* **What to do**
Repeat the stretch of data from the line containing "Query: **striped necktie**" through the line containing "280], [216, 331]]", replacing "striped necktie" with "plaid necktie" and leaving everything else unchanged.
━━ Records for the task ━━
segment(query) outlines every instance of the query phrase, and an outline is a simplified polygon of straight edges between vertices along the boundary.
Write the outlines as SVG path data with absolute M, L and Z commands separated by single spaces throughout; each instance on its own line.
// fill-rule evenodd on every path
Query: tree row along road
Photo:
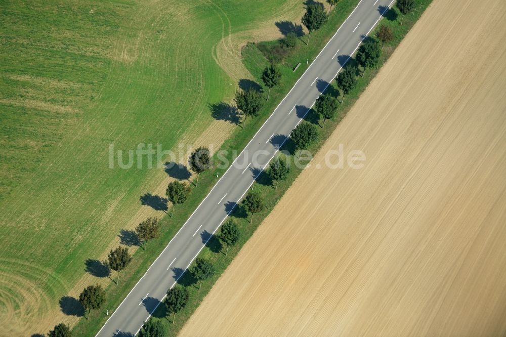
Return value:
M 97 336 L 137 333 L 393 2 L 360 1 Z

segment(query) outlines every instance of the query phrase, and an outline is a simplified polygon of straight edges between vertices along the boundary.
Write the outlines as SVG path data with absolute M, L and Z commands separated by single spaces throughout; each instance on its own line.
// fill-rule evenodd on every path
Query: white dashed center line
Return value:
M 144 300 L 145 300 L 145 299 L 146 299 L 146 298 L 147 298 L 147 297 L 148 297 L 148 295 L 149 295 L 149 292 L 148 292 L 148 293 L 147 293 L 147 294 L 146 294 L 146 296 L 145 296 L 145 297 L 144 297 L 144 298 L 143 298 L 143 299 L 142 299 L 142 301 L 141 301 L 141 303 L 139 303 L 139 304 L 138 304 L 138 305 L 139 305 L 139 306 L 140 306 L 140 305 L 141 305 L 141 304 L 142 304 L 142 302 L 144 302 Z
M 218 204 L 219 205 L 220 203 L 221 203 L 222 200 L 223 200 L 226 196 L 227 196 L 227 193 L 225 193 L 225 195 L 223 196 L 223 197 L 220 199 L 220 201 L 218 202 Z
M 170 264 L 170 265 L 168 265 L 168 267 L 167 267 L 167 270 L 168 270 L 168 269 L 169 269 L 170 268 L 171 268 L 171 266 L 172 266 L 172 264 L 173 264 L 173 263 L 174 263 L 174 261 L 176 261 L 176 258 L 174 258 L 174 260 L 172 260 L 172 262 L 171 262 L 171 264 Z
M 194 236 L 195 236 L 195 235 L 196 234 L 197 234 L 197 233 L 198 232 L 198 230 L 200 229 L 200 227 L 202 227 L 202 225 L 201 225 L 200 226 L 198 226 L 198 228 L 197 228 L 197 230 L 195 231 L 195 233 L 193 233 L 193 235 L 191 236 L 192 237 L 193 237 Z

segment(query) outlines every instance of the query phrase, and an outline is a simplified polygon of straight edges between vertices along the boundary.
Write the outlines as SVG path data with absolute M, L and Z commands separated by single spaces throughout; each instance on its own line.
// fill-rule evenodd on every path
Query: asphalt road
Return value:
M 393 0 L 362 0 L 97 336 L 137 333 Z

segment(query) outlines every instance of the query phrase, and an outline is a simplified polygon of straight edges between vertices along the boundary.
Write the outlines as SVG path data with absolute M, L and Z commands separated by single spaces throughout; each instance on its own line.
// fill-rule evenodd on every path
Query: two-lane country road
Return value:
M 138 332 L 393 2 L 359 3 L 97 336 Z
━━━
━━ Records for the task ━━
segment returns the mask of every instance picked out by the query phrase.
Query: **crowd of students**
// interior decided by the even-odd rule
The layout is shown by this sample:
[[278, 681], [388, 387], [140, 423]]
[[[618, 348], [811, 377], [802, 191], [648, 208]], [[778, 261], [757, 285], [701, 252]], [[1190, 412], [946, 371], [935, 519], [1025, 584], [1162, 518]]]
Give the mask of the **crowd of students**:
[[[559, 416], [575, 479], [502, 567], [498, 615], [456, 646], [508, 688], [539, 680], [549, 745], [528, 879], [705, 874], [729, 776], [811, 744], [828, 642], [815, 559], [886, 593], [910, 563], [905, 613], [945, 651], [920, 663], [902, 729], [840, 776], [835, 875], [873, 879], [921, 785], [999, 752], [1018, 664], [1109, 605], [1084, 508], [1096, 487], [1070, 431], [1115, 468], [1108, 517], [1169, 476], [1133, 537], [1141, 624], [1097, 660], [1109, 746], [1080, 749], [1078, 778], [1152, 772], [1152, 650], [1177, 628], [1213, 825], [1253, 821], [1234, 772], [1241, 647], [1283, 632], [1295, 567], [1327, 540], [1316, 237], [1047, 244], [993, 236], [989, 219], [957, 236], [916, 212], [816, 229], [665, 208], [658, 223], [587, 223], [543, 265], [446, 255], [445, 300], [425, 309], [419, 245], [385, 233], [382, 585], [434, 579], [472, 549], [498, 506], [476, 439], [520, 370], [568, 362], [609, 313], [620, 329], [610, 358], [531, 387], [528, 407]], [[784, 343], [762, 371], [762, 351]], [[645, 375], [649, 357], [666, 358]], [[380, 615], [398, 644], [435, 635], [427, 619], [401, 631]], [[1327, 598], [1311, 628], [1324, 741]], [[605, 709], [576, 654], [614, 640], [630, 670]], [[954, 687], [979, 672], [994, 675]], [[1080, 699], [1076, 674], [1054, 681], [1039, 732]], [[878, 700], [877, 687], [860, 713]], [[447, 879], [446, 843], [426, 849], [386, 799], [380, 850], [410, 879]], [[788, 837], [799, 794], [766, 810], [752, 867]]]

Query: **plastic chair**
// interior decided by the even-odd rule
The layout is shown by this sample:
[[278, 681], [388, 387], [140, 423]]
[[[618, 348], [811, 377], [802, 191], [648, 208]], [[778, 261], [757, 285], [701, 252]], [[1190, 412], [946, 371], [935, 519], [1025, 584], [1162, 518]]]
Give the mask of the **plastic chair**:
━━━
━━ Records for the task ━━
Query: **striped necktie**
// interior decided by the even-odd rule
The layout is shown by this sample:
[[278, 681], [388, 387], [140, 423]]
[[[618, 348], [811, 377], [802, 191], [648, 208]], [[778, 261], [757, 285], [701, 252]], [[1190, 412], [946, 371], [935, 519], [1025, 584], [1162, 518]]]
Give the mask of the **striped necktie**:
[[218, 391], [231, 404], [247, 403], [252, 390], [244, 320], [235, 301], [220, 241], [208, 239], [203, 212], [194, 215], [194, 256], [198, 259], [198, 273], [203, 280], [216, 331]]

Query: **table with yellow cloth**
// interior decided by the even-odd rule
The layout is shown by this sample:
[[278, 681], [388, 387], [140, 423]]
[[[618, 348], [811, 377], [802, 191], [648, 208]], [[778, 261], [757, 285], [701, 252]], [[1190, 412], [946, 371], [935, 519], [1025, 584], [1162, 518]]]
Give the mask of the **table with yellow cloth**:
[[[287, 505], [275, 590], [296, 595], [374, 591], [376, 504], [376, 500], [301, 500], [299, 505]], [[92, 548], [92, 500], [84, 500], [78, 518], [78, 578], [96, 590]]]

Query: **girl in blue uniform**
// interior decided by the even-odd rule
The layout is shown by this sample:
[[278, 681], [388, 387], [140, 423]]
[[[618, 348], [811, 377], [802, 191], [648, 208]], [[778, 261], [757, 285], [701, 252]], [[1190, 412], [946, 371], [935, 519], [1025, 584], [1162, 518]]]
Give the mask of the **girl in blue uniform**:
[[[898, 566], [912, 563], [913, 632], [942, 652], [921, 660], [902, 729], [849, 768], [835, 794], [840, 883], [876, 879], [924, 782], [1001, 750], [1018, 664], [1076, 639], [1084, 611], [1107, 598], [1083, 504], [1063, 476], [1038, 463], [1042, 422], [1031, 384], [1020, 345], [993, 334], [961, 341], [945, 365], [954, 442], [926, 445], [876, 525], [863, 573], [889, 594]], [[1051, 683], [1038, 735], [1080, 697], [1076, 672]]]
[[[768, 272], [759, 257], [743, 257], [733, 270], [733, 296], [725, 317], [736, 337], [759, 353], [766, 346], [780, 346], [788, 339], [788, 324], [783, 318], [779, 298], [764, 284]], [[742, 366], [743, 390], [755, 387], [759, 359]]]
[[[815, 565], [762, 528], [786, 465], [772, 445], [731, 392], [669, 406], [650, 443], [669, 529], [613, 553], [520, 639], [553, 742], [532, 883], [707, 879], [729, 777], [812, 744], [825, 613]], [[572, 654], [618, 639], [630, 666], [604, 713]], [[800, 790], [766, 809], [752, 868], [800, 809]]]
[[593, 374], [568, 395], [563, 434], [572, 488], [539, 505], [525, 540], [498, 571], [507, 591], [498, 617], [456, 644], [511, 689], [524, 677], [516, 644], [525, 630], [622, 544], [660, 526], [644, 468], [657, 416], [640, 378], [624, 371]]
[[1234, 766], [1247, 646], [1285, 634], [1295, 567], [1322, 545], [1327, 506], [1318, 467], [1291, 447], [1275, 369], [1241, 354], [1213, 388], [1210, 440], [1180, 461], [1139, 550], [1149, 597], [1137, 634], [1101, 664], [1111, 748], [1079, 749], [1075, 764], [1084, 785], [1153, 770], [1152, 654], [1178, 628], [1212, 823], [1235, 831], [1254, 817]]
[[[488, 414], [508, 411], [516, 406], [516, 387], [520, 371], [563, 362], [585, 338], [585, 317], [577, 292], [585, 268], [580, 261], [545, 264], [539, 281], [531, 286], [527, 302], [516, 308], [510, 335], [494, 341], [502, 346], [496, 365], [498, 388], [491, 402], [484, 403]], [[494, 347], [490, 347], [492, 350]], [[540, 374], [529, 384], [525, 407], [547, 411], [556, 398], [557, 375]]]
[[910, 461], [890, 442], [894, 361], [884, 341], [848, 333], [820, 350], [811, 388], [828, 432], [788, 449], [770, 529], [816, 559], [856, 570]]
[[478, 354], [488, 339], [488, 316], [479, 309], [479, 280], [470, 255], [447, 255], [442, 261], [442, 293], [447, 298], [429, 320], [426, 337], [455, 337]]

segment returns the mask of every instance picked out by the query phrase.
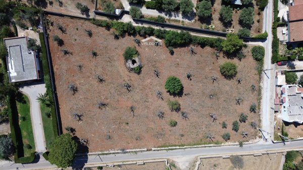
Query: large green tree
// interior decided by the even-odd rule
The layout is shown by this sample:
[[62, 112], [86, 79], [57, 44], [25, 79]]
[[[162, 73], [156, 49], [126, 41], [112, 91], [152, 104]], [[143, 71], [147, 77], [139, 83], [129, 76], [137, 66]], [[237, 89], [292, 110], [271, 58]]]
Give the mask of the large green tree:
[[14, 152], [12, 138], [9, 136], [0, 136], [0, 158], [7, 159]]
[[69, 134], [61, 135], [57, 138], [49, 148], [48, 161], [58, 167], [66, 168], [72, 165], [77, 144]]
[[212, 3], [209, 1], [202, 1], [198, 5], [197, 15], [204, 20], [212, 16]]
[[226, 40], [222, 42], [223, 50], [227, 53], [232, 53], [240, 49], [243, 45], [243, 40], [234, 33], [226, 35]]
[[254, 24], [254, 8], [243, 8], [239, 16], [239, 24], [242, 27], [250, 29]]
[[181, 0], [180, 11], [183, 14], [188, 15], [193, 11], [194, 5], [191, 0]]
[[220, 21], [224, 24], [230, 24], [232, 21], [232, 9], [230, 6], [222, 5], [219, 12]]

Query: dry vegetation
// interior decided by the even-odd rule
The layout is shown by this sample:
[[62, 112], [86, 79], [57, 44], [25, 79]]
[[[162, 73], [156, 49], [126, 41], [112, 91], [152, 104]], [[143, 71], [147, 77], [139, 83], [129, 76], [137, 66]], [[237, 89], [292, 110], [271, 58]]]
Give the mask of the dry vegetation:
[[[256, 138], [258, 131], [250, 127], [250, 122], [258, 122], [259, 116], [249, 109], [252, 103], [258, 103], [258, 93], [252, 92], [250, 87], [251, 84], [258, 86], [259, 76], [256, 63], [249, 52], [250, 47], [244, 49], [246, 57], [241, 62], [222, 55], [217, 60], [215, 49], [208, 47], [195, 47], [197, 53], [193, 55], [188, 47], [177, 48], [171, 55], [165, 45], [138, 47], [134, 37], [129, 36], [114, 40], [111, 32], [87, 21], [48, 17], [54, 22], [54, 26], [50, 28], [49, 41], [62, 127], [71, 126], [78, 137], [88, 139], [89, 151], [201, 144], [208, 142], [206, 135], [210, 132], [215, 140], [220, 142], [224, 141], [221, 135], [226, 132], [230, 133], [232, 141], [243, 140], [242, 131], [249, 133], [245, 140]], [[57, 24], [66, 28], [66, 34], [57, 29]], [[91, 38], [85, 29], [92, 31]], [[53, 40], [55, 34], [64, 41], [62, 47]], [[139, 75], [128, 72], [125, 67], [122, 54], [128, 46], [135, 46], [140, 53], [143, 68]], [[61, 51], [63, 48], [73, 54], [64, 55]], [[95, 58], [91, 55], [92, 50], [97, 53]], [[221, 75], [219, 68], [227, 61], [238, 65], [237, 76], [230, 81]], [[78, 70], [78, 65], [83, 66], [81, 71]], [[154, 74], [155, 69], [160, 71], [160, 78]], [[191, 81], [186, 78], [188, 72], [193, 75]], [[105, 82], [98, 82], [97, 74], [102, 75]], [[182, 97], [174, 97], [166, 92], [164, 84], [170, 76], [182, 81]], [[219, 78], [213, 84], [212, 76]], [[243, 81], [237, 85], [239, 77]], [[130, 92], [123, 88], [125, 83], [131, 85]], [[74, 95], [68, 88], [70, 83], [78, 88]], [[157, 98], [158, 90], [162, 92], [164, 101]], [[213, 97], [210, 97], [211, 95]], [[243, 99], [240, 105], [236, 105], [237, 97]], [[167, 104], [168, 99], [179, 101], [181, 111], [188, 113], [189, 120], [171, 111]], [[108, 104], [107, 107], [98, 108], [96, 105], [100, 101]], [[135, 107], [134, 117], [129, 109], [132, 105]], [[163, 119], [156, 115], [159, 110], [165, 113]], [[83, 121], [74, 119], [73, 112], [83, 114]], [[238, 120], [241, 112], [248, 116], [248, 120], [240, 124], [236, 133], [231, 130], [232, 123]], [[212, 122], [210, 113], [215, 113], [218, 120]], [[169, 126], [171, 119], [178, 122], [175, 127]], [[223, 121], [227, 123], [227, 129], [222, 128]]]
━━━
* **Response to this exercise**
Query: **plaid necktie**
// interior decided by the even-odd rule
The layout is shown by this sample:
[[278, 681], [388, 387], [140, 423]]
[[[618, 348], [811, 377], [802, 191], [648, 208]], [[778, 261], [757, 285], [701, 252]], [[1190, 412], [946, 371], [935, 519], [1025, 584], [1162, 518]]]
Give the mask of the **plaid necktie**:
[[218, 391], [231, 404], [247, 403], [252, 390], [244, 320], [235, 301], [220, 241], [208, 239], [203, 212], [194, 215], [194, 256], [198, 259], [198, 273], [203, 280], [216, 331]]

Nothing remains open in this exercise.